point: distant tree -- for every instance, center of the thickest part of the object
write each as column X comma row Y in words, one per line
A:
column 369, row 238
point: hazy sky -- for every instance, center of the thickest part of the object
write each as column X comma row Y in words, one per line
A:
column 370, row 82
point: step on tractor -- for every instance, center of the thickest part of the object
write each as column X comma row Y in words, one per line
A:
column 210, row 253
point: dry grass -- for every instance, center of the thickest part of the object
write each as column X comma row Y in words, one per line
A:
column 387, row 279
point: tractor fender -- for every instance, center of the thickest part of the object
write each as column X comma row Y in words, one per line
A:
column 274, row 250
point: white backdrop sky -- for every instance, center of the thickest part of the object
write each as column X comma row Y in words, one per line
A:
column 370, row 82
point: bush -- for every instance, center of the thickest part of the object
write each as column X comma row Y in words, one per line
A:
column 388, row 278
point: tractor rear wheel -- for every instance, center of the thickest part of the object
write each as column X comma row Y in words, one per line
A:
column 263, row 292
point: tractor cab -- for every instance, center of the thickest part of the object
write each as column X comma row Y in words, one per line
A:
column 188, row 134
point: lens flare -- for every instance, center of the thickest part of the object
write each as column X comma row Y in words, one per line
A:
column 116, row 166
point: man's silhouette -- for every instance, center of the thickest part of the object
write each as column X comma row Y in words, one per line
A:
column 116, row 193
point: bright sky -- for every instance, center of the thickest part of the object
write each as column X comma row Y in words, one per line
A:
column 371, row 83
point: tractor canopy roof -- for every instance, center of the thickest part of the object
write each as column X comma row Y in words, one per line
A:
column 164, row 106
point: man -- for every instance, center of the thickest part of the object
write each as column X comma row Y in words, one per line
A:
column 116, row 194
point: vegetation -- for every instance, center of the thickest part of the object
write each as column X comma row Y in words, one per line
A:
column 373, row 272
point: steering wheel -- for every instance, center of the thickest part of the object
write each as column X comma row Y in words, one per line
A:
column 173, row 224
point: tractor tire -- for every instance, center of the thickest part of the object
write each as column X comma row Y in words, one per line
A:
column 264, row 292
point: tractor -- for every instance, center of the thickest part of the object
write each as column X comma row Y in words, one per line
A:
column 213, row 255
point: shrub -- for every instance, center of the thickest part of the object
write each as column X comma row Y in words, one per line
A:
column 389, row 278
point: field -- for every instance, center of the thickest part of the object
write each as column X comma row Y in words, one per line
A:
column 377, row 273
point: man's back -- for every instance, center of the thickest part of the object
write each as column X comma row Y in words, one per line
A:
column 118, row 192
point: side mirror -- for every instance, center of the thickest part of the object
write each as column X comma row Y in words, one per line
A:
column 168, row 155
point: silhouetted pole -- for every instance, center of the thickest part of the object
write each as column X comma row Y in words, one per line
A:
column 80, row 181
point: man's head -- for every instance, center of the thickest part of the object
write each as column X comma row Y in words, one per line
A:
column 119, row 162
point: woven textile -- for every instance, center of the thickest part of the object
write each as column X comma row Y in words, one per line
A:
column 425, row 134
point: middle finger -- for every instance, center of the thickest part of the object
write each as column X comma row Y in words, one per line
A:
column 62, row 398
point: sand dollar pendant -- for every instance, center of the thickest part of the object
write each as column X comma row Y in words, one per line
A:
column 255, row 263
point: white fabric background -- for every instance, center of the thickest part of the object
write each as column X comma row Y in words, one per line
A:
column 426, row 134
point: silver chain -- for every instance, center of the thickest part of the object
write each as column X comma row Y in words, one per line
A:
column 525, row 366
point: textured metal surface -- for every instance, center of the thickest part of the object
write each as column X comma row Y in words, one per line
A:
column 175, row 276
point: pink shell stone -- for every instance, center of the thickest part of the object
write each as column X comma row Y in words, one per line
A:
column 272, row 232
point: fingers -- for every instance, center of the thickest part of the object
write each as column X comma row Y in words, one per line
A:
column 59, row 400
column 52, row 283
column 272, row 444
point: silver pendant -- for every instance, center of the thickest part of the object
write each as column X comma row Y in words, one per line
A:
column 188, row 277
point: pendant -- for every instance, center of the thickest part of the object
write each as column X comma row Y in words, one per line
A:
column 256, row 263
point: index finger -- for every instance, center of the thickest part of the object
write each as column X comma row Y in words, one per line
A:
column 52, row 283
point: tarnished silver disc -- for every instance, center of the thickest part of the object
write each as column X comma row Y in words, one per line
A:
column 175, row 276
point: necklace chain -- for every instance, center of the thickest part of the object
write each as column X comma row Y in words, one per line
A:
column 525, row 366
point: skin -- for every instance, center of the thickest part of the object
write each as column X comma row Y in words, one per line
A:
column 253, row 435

§ DIRECTIONS
Reproduce all of the data above line for line, without changing anything.

§ ANSWER TO THIS PROBLEM
point: distant tree -- for every instance, center of the thickest part of the object
write each as column X comma row Y in words, one per line
A:
column 369, row 238
point: hazy sky -- for every instance, center of the thickest part of the object
write each as column X comma row Y in words, one per line
A:
column 370, row 82
point: step on tractor -- for every instance, center of the thickest part of the object
write each as column X comma row Y in words, one per line
A:
column 210, row 253
point: dry grass -- for every instance, center of the thickest part of the object
write each as column X comma row Y in words, one per line
A:
column 387, row 279
point: tractor fender -- for every instance, center of the thickest part of the object
write each as column X comma row Y in words, one per line
A:
column 274, row 250
point: white backdrop sky -- for every instance, center of the thickest part of the object
write each as column X comma row Y in words, one per line
A:
column 370, row 82
point: bush -- for every instance, center of the thickest part of the object
write each as column X comma row Y in words, one per line
A:
column 388, row 278
point: tractor rear wheel -- for every instance, center of the thickest part of the object
write each as column X comma row Y in words, one per line
A:
column 263, row 292
point: tractor cab -- for every instance, center of the thickest part of the object
write each as column X comma row Y in words, one per line
A:
column 188, row 134
point: lens flare -- for every instance, center of the thickest part of the object
write each as column X comma row Y in words, one per line
A:
column 116, row 166
point: man's silhouette -- for every instance, center of the thickest part of the object
write each as column X comma row Y in words, one per line
A:
column 116, row 193
point: bright sky -- for every instance, center of the thickest part of the object
write each as column X comma row Y in words, one per line
A:
column 371, row 83
point: tractor canopy roof -- for every instance, center of the thickest part of the object
write each as column X comma row Y in words, one per line
A:
column 164, row 106
point: man -- for every instance, center of the thickest part of the object
write each as column X comma row Y in words, one per line
A:
column 116, row 194
point: vegetation -- for every instance, center of the thickest part of the object
write each as column X comma row Y in words, one per line
A:
column 373, row 272
point: steering wheel -- for every instance, center of the thickest part of the object
write each as column X comma row Y in words, one per line
A:
column 173, row 224
point: tractor tire -- for every instance, center of the thickest part of the object
write each as column X comma row Y in words, one per line
A:
column 264, row 292
point: tractor -- for every instance, center of the thickest part of the object
write each as column X comma row Y in words, one per line
A:
column 213, row 255
point: shrub -- for every instance, center of the thickest part of the object
write each as column X comma row Y in words, one per line
A:
column 389, row 278
point: field -- for every instance, center of the thickest part of the object
write each as column X comma row Y in words, one per line
A:
column 377, row 273
point: man's back -- for every instance, center of the thickest part of the object
write each as column X comma row Y in words, one per line
A:
column 118, row 192
point: side mirror -- for every instance, center of the thickest part of the object
write each as column X comma row Y in words, one per line
A:
column 168, row 155
point: silhouetted pole -- for every instance, center of the thickest part of the object
write each as column X comma row Y in words, one per line
A:
column 80, row 181
point: man's head -- for every instance, center of the thickest part of the object
write each as column X comma row Y in words, one per line
A:
column 119, row 162
point: woven textile -- for every instance, center of the thickest part of the object
write each as column X comma row Y in words, one per line
A:
column 425, row 134
point: middle finger -- for every instance, center of the thickest part of the object
write each as column X comma row Y in words, one per line
A:
column 62, row 398
point: sand dollar pendant -- for every instance, center of the thickest part of the object
write each as column X comma row Y in words, one per line
A:
column 255, row 263
point: white fabric background -- for every instance, center of the thickest part of the object
write each as column X comma row Y in words, one per line
A:
column 426, row 134
point: silver chain -- for every instance, center of the thickest part of the object
write each as column X comma row Y in words, one per line
A:
column 525, row 366
point: textured metal surface -- for every instance, center of the thickest part of the object
write each as column X comma row Y in words, one per line
A:
column 175, row 276
point: pink shell stone -- for every instance, center of the thickest part of the object
write each as column X comma row Y in words, one per line
A:
column 272, row 232
point: fingers -- for every instance, center of the thickest part of the object
write each as column X comma row Y in words, one per line
A:
column 59, row 400
column 52, row 283
column 272, row 444
point: silver pendant -- for every instance, center of the thickest part of the object
write each as column X comma row Y in words, one per line
A:
column 188, row 277
point: pendant -- for every instance, center of the thickest part of the object
write each as column X comma row Y in words, one per line
A:
column 256, row 263
point: index finger -- for every instance, center of the thickest part of the object
write each as column X comma row Y in words, one per line
A:
column 52, row 283
point: tarnished silver disc -- for every instance, center of the thickest part of the object
write each as column X comma row Y in words, one per line
A:
column 175, row 276
point: necklace chain -- for every instance, center of the thickest part of the object
write each as column X comma row Y in words, one per line
A:
column 525, row 366
point: skin -- for every instance, center of the thickest part of the object
write each as column X comma row Y in words, one per line
A:
column 253, row 435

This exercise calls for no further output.